Passage shown:
Telemetry and Serial Output

// Serial Output Format (Can be SERIAL_NONE, SERIAL_DEBUG, SERIAL_ARDUSTATION, SERIAL_UDB, or SERIAL_OSD_REMZIBI)
// This determines the format of the output sent out the spare serial port.
// Note that SERIAL_OSD_REMZIBI only works with GPS_UBX.
#define SERIAL_OUTPUT_FORMAT                SERIAL_NONE

Gains

Servo Saturation controls the maximum throw of the servos. Typical value is 1.0. Maximum recommended value is 1.0, maximum valid value is 1.999. Lower values will stop servos from moving too far.

// SERVOSAT limits servo throw by controlling pulse width saturation.
// set it to 1.0 if you want full servo throw, otherwise set it to the portion that you want
#define SERVOSAT                    1.0

There are several gains that you can adjust. They should all be set to positive numbers. If you think any gain needs to be reversed, you should instead reversals in the Reversal section above, and with the board reversing switches SR1, SR2 and SR3. Use the same gains on either the red board or the green board, the appropriate multipliers are now built into the firmware.

• ROLLKP – This is the proportional feedback for the aileron control of roll. Setting it higher will improve precision of the bank leveling, but will reduce the bank angle and will make the turning radius get larger. Setting it too high may cause low frequency roll flutter that is annoying but not dangerous. Setting it lower will increase the bank angle and sharpen the turns, particularly during RTL. Typical value is 0.25.
• ROLLKD – This is the derivative (gyro) feedback for the aileron control of roll. It is used to improve the damping of the roll control, to dampen any low frequency flutter. But if it is set too high, there may be a high frequency flutter that is annoying but not dangerous. Typical value is 0.125. This gain does not have to be greater than or equal to ROLLKP, you can use any value that you want.
• YAWKP_AILERON – This is the proportional turning gain used by navigation for controlling ailerons. Typical value is 0.1. Larger values will produce tighter turns. Using a value that is too large will produce a “dutch roll”. Maximum valid value is 1.999.
• YAWKD_AILERON – This is the derivative yaw gain used for yaw damping by yaw stabilization to reduce the impact of the wind, and to help stabilize the yaw control. Typical value is 0.2. Maximum valid value is 0.5.

• AILERON_BOOST – This is an amplification, or “boost” factor for manual control of the ailerons, used during stabilized and waypoint modes to restore control authority to the ailerons in the face of the damping effect of stabilization. Typical value is 1.0. This factor is in addition to the manual control, so a value of PITCHBOOST of 0 turns the boost off, and provides unmodified response to manual control. A PITCHBOOST of 1 makes the elevator response to manual control approximately twice as great. Maximum valid value is 1.999.

Given records:
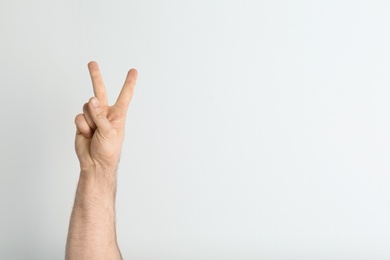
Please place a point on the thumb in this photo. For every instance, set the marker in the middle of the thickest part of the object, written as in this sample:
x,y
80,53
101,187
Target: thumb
x,y
99,116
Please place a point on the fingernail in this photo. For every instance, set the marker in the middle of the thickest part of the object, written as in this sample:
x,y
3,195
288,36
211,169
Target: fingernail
x,y
95,102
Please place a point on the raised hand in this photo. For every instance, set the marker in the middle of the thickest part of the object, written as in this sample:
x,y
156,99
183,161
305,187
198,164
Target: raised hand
x,y
101,128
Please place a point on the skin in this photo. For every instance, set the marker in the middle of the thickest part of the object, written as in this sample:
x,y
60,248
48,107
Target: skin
x,y
100,131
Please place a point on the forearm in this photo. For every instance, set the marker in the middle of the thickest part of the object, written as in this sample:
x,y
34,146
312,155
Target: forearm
x,y
92,231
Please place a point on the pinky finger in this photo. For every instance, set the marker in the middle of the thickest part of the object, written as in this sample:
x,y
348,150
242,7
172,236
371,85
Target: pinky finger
x,y
82,126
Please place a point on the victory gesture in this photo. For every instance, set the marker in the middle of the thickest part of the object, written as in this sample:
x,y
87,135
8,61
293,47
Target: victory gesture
x,y
101,128
99,138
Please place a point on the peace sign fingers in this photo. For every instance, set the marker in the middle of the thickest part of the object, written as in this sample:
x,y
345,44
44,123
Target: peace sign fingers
x,y
127,91
97,82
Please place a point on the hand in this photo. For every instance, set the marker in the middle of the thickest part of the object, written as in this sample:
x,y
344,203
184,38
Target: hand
x,y
101,128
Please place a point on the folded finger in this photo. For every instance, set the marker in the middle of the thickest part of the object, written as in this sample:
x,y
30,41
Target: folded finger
x,y
82,126
88,116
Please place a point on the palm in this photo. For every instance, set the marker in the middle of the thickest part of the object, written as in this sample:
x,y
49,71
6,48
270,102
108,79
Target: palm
x,y
98,146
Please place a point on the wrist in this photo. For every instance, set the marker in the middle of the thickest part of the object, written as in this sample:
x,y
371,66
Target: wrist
x,y
97,183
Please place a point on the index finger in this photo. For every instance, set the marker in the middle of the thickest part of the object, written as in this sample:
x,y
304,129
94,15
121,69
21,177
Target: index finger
x,y
97,82
126,94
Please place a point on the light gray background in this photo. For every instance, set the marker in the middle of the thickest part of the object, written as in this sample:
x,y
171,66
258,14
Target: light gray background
x,y
258,129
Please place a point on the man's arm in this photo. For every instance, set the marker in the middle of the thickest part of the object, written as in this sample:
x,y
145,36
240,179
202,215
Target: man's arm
x,y
99,137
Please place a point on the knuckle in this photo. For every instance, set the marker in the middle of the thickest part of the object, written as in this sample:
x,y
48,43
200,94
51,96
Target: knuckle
x,y
101,115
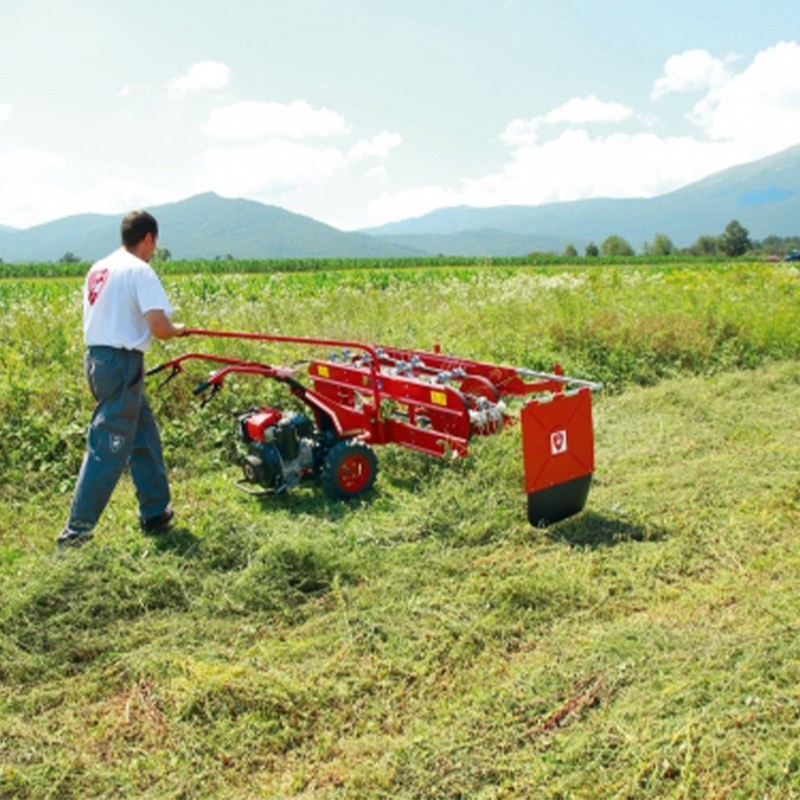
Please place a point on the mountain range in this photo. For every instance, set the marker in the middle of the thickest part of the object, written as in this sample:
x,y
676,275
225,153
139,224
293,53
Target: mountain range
x,y
763,195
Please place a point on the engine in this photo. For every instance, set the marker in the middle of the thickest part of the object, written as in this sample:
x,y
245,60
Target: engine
x,y
279,447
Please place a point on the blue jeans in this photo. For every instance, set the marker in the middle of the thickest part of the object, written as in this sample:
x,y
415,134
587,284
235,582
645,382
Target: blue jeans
x,y
122,432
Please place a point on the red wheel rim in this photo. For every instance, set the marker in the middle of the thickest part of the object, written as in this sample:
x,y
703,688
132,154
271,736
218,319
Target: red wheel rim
x,y
354,473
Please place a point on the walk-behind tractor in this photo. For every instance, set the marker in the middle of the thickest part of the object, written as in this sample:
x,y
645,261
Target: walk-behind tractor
x,y
360,396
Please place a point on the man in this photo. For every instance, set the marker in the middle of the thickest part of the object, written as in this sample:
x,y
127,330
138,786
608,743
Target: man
x,y
124,306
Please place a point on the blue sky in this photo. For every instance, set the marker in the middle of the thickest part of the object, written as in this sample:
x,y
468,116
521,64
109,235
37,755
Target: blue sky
x,y
360,112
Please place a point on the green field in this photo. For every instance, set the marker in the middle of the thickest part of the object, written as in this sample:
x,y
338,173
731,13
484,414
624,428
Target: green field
x,y
424,642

Set exercise: Write out the stretch of the autopilot settings text from "Telemetry and Serial" through "moving too far.", changing "spare serial port" to "unused serial port". You can skip the entries; they aren't needed here.

Output for this exercise:
Telemetry and Serial Output

// Serial Output Format (Can be SERIAL_NONE, SERIAL_DEBUG, SERIAL_ARDUSTATION, SERIAL_UDB, or SERIAL_OSD_REMZIBI)
// This determines the format of the output sent out the unused serial port.
// Note that SERIAL_OSD_REMZIBI only works with GPS_UBX.
#define SERIAL_OUTPUT_FORMAT                SERIAL_NONE

Gains

Servo Saturation controls the maximum throw of the servos. Typical value is 1.0. Maximum recommended value is 1.0, maximum valid value is 1.999. Lower values will stop servos from moving too far.